▶ **Work required**
Reproduce the listing below without any change.

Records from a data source
○ ○ ○

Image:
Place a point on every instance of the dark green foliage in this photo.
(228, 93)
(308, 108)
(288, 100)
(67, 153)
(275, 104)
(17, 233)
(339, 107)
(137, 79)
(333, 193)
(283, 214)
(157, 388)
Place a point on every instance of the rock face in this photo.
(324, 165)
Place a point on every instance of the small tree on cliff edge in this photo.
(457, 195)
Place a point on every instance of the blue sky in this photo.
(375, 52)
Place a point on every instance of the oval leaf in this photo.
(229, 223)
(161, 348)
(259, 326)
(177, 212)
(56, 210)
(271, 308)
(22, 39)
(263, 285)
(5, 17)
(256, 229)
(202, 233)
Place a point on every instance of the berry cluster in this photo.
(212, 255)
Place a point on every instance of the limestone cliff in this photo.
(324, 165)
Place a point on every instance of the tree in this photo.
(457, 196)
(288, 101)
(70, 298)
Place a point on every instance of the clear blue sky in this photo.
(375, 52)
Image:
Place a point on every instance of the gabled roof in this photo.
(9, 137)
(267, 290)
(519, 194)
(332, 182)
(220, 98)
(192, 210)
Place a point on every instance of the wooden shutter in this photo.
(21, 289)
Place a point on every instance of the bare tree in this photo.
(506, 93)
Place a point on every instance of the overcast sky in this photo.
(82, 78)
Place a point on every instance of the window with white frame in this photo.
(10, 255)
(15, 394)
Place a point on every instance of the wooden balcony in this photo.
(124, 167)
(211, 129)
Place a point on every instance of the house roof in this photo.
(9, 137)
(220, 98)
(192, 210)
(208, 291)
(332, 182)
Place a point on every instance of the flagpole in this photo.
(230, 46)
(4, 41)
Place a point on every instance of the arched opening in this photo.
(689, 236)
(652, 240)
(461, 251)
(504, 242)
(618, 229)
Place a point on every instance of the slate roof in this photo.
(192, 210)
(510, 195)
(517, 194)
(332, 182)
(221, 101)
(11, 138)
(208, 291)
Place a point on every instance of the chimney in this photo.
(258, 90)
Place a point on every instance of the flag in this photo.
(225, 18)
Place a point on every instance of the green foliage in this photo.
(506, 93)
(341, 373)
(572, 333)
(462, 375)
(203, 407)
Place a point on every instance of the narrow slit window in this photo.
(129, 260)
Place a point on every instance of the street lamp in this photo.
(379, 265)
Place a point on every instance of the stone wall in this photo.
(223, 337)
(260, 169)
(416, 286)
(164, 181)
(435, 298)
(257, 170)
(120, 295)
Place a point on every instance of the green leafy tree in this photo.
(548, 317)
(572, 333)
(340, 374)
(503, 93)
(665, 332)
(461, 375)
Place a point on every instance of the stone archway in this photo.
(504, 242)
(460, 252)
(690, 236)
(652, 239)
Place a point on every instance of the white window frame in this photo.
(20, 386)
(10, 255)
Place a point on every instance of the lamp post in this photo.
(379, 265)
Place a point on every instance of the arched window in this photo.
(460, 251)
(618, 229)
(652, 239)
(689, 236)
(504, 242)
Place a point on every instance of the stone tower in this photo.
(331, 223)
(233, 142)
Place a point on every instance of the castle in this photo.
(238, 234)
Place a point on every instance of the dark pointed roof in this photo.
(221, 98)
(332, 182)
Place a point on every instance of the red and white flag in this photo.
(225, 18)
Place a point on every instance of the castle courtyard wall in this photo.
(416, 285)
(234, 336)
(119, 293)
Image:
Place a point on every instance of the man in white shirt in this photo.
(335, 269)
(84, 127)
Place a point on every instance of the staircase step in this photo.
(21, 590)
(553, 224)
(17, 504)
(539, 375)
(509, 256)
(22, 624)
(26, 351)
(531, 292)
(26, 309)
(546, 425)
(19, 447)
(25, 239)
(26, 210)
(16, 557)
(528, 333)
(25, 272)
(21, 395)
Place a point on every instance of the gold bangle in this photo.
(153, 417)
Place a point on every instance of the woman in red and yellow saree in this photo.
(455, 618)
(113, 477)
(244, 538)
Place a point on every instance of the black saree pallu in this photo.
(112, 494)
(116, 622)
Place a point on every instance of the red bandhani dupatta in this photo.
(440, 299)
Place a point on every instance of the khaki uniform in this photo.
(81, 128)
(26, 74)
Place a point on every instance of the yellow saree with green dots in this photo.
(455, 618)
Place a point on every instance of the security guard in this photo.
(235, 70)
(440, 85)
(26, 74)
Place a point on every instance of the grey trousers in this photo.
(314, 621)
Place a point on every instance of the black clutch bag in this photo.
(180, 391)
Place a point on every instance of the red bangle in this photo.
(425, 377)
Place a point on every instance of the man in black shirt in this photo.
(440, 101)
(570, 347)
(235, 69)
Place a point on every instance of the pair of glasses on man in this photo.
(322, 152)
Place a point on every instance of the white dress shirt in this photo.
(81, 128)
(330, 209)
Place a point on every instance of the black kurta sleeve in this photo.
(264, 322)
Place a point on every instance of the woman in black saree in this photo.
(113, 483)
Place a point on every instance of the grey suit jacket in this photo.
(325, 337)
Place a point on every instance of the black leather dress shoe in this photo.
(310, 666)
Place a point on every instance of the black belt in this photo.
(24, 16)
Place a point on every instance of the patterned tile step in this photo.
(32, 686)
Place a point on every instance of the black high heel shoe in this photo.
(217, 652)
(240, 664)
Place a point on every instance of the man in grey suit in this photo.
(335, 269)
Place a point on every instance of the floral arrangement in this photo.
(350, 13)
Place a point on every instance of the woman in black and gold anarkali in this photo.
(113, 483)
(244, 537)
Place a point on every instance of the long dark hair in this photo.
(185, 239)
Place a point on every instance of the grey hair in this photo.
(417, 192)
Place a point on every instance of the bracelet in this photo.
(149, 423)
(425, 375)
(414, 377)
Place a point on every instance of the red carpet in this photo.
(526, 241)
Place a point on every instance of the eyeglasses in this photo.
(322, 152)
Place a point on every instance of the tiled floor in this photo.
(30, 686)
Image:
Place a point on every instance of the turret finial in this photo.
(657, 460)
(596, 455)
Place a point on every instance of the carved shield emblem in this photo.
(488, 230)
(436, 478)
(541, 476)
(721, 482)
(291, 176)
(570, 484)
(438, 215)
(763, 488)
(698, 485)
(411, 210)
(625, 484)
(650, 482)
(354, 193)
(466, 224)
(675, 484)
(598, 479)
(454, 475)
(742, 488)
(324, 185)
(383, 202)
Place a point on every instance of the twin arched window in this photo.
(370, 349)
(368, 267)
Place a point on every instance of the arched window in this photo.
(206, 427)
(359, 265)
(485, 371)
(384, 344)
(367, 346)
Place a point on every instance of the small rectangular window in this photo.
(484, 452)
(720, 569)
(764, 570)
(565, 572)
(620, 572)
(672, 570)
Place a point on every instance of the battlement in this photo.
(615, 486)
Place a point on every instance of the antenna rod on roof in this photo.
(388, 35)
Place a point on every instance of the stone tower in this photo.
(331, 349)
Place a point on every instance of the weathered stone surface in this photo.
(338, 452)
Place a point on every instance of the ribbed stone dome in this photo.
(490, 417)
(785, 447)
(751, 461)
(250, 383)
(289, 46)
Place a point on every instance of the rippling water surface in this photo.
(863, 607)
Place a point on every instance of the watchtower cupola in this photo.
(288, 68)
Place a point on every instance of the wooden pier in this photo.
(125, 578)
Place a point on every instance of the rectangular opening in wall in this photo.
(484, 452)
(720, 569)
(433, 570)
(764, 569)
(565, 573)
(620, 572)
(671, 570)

○ ○ ○

▶ **Answer for the task**
Image:
Place a point on every instance of the dark green foliage in this photo.
(228, 93)
(308, 108)
(288, 100)
(67, 153)
(275, 104)
(17, 233)
(339, 107)
(137, 79)
(333, 193)
(283, 214)
(157, 388)
Place a point on every instance of the rock face in this photo.
(324, 165)
Place a point on every instance of the small tree on cliff edge in this photo.
(457, 195)
Place a point on every instance of the blue sky in this photo.
(375, 52)
Place a point on every instance of the oval leaf in this photo.
(229, 223)
(161, 348)
(259, 326)
(177, 212)
(56, 210)
(271, 308)
(22, 39)
(263, 285)
(5, 17)
(256, 229)
(202, 233)
Place a point on every instance of the berry cluster in this photo.
(212, 255)
Place a point on every instance of the limestone cliff in this photo.
(324, 165)
Place a point on every instance of the tree in this photo.
(457, 196)
(288, 101)
(70, 298)
Place a point on every instance of the clear blue sky in this photo.
(375, 52)
Image:
Place a point on every instance of the gabled roof in this photo.
(9, 137)
(267, 290)
(519, 194)
(332, 182)
(220, 98)
(192, 210)
Place a point on every instance of the wooden shutter in this photo.
(21, 289)
Place a point on every instance of the bare tree in this photo.
(506, 93)
Place a point on every instance of the overcast sky in this photo.
(82, 78)
Place a point on every instance of the window with white frame in this photo.
(10, 255)
(15, 394)
Place a point on every instance of the wooden balcony in this photo.
(124, 167)
(211, 129)
Place a point on every instance of the house roof in this photo.
(9, 137)
(220, 98)
(192, 210)
(208, 291)
(332, 182)
Place a point on every instance of the flagpole in this photo.
(230, 46)
(4, 41)
Place a point on every instance of the arched opening in this photo.
(689, 236)
(652, 240)
(461, 251)
(504, 242)
(618, 229)
Place a point on every instance of the slate roof in this photo.
(192, 210)
(510, 195)
(517, 194)
(332, 182)
(221, 101)
(11, 138)
(208, 291)
Place a point on every instance of the chimney in this photo.
(258, 90)
Place a point on every instance of the flag in this photo.
(225, 18)
Place a point on every instance of the green foliage in this photo.
(506, 93)
(341, 373)
(572, 333)
(462, 375)
(203, 407)
Place a point on every instance of the narrow slit window in this photo.
(129, 260)
Place a point on every instance of the street lamp in this photo.
(379, 265)
Place a point on every instance of the stone wall in this photo.
(223, 337)
(260, 169)
(416, 286)
(164, 181)
(435, 298)
(257, 170)
(120, 295)
Place a point on every instance of the green leafy tree in this photo.
(548, 317)
(572, 333)
(340, 374)
(503, 93)
(665, 332)
(461, 375)
Place a point on every instance of the stone archway in this photo.
(504, 242)
(460, 252)
(690, 236)
(652, 239)
Place a point on every instance of the white window frame in this photo.
(20, 386)
(10, 255)
Place a point on every instance of the lamp post in this photo.
(379, 265)
Place a point on every instance of the arched window in this photo.
(460, 251)
(618, 229)
(652, 239)
(689, 236)
(504, 242)
Place a point on every instance of the stone tower in this photo.
(331, 223)
(233, 142)
Place a point on every instance of the castle in this photo.
(238, 234)
Place a point on every instance of the dark pointed roof in this photo.
(221, 98)
(332, 182)
Place a point on every instance of the red and white flag in this photo.
(225, 18)
Place a point on every instance of the castle courtyard wall in this photo.
(416, 285)
(234, 336)
(119, 293)
Image:
Place a point on every instance of the man in white shirt in this photo.
(335, 269)
(84, 127)
Place a point on every instance of the staircase step in this photo.
(21, 590)
(553, 224)
(17, 504)
(539, 375)
(509, 256)
(22, 624)
(26, 351)
(531, 292)
(26, 309)
(546, 425)
(19, 447)
(25, 239)
(26, 210)
(16, 557)
(528, 333)
(25, 272)
(21, 395)
Place a point on every instance of the gold bangle in this photo.
(153, 417)
Place a point on every instance of the woman in red and yellow saree in this photo.
(455, 618)
(113, 477)
(244, 538)
Place a point on every instance of the black saree pallu in this photo.
(112, 494)
(116, 622)
Place a point on every instance of the red bandhani dupatta in this photo.
(440, 299)
Place a point on every instance of the khaki uniform in this photo.
(81, 128)
(26, 74)
Place a point on every instance of the yellow saree with green dots in this photo.
(455, 618)
Place a point on every instance of the security guard in this photo.
(235, 70)
(440, 85)
(26, 74)
Place a point on every instance of the grey trousers in this photo.
(314, 621)
Place a point on every instance of the black clutch bag in this photo.
(180, 391)
Place a point on every instance of the red bangle in this photo.
(425, 377)
Place a point on every instance of the man in black shirt in this photo.
(440, 101)
(570, 347)
(235, 69)
Place a point on every instance of the pair of glasses on man in this photo.
(322, 152)
Place a point on every instance of the white dress shirt in this photo.
(81, 128)
(330, 209)
Place a point on every instance of the black kurta sleeve in this photo.
(264, 322)
Place a point on every instance of the woman in black saree in this photo.
(113, 483)
Place a point on every instance of the grey suit jacket in this photo.
(325, 337)
Place a point on every instance of the black leather dress shoe in this photo.
(310, 666)
Place a point on every instance of the black belt in this photo.
(24, 16)
Place a point on every instance of the patterned tile step in this photo.
(32, 686)
Place a point on every instance of the black high heel shoe in this photo.
(217, 652)
(240, 664)
Place a point on every instance of the man in grey suit in this photo.
(335, 269)
Place a point on every instance of the floral arrangement in this photo.
(350, 13)
Place a point on every instance of the woman in black and gold anarkali in this photo.
(113, 483)
(244, 537)
Place a point on every instance of the long dark hair in this photo.
(185, 239)
Place a point on every instance of the grey hair in this photo.
(417, 192)
Place a point on every instance of the bracelet in this photo.
(149, 423)
(425, 375)
(414, 377)
Place a point on every instance of the red carpet in this photo.
(526, 241)
Place a point on every instance of the eyeglasses in this photo.
(322, 152)
Place a point on every instance of the tiled floor in this photo.
(30, 686)
Image:
Place a point on every instance of the turret finial in this photo.
(657, 460)
(596, 455)
Place a point on every instance of the carved shield emblem in this photo.
(488, 230)
(436, 478)
(541, 476)
(721, 482)
(291, 176)
(570, 484)
(438, 215)
(763, 488)
(698, 485)
(411, 210)
(625, 484)
(650, 482)
(354, 193)
(466, 224)
(675, 484)
(598, 479)
(454, 475)
(742, 488)
(324, 185)
(383, 202)
Place a point on every instance of the twin arched window in this photo.
(370, 349)
(368, 267)
Place a point on every instance of the arched window in this photo.
(206, 427)
(359, 265)
(485, 371)
(384, 344)
(367, 346)
Place a point on every instance of the small rectangular window in this photo.
(484, 452)
(720, 569)
(764, 570)
(565, 572)
(620, 572)
(672, 570)
Place a point on every instance of the battlement in this photo.
(615, 486)
Place a point on every instance of the antenna rod on roof in this photo.
(388, 35)
Place a point on every instance of the stone tower in this photo.
(331, 349)
Place a point on every instance of the weathered stone surface in this photo.
(338, 452)
Place a point on every instance of the ribbed stone dome in this photo.
(490, 417)
(785, 447)
(751, 461)
(250, 383)
(289, 46)
Place a point on every instance of the rippling water surface in this photo.
(863, 607)
Place a point on every instance of the watchtower cupola in this photo.
(288, 68)
Place a point on every instance of the wooden pier in this photo.
(125, 578)
Place a point on every instance of the rectangular opening in wall in this photo.
(484, 452)
(720, 569)
(433, 570)
(764, 569)
(565, 573)
(620, 572)
(671, 570)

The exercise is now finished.